Set problem 1: Rewrite the entries from their first line through the line containing "253], [273, 241]]]", changing "blurred grass" to "out-of-focus grass" and leaving everything else the same.

Text provided:
━━━
Work

Tuesday, June 18, 2013

I don't want to work full-time an hour away from my kids.
I want to be who I am supposed to be-living on a larger plot of land, gardening, homeschooling, relaxing.
I feel so trapped, but I know working is better in the long run.

I hate our nasty, unnatural society, where you have to hand over your babies to someone else to make a living.
It's all part of breaking down the family, just enough to make us all isolated individuals, easy to control and direct. Yeah, that's a little RWN (right wing nut)...but sometimes so am I.



Sigh.

So August

Monday, June 17, 2013

In August, I will start my new job. Part of me wants to pull out of the deal, and just stick with parttime subbing, but I know for our own security, we need my income. As it stands now, Tierney is going to watch the kids for $10 an hour, from about 7-11 or so in the mornings, and then Karl will get up. Plus in the afternoons on Tuesday and Thursday when Karl has classes.
━━━
(Items from a dataset)
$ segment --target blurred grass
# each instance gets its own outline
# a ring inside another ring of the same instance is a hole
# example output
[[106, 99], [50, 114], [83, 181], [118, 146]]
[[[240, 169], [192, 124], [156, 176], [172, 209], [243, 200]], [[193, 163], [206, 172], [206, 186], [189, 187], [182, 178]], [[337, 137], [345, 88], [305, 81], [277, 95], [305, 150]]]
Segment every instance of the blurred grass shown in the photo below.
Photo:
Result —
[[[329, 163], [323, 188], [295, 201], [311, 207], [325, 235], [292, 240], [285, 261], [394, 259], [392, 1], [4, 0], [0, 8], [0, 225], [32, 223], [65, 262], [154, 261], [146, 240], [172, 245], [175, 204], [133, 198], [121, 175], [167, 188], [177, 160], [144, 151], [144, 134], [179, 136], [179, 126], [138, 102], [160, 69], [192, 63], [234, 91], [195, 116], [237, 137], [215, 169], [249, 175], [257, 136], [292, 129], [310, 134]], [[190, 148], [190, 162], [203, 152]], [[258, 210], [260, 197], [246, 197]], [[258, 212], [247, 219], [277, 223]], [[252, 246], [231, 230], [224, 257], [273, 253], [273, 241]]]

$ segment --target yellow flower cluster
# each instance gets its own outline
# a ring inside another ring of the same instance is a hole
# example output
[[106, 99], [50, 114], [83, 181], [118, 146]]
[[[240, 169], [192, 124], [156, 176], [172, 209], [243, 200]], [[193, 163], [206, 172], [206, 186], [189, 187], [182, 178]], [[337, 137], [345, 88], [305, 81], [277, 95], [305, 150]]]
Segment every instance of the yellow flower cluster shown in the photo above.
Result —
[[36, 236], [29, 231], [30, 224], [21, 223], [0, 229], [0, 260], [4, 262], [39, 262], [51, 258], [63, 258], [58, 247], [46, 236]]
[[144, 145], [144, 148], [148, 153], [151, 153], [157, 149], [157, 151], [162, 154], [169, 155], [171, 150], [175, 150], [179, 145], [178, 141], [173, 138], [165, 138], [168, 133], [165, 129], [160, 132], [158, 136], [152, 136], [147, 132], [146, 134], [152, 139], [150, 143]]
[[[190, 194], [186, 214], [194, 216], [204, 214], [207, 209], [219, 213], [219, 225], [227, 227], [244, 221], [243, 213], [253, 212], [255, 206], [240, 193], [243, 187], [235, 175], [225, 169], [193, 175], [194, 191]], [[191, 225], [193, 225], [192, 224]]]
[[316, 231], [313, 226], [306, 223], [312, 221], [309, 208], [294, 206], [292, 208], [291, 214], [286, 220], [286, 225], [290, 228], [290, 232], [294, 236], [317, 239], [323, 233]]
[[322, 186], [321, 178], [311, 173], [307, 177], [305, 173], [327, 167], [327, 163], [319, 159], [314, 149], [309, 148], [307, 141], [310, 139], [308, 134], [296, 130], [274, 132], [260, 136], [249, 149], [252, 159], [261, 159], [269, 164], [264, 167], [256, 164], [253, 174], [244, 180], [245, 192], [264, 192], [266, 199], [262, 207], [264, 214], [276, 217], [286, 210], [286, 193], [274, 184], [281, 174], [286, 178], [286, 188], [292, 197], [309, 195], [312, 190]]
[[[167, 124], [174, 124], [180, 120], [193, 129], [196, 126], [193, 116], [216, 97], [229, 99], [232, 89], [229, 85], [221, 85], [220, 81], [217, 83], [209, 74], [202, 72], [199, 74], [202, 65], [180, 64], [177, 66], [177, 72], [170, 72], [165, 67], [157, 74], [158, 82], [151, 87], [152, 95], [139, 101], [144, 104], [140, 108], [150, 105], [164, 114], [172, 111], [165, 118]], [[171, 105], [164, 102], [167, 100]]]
━━━
Set problem 2: In the blog post about going back to work, how much will Tierney be paid to watch the kids?

Reply 1:
$ segment --target out-of-focus grass
# each instance gets its own outline
# a ring inside another ring of the same instance is a hole
# example output
[[106, 99], [50, 114], [83, 181], [118, 146]]
[[[240, 169], [192, 124], [156, 176], [172, 209], [243, 200]], [[193, 163], [206, 172], [206, 186], [189, 187], [182, 178]], [[337, 137], [345, 88], [305, 81], [277, 95], [305, 150]]]
Segment every instance of the out-of-focus grass shown in the photo below.
Photo:
Result —
[[[329, 163], [323, 188], [295, 201], [311, 207], [325, 235], [292, 240], [285, 261], [394, 259], [392, 1], [4, 0], [0, 8], [0, 225], [32, 223], [65, 262], [154, 261], [146, 240], [172, 245], [175, 204], [133, 198], [121, 175], [167, 188], [177, 160], [144, 151], [144, 134], [179, 136], [179, 126], [138, 102], [160, 69], [192, 63], [234, 91], [195, 116], [237, 137], [215, 169], [249, 175], [257, 136], [292, 129], [310, 134]], [[190, 148], [190, 162], [203, 152]], [[258, 210], [260, 197], [246, 197]], [[258, 212], [247, 219], [277, 223]], [[252, 246], [231, 230], [224, 257], [273, 253], [273, 241]]]

Reply 2: $10 an hour.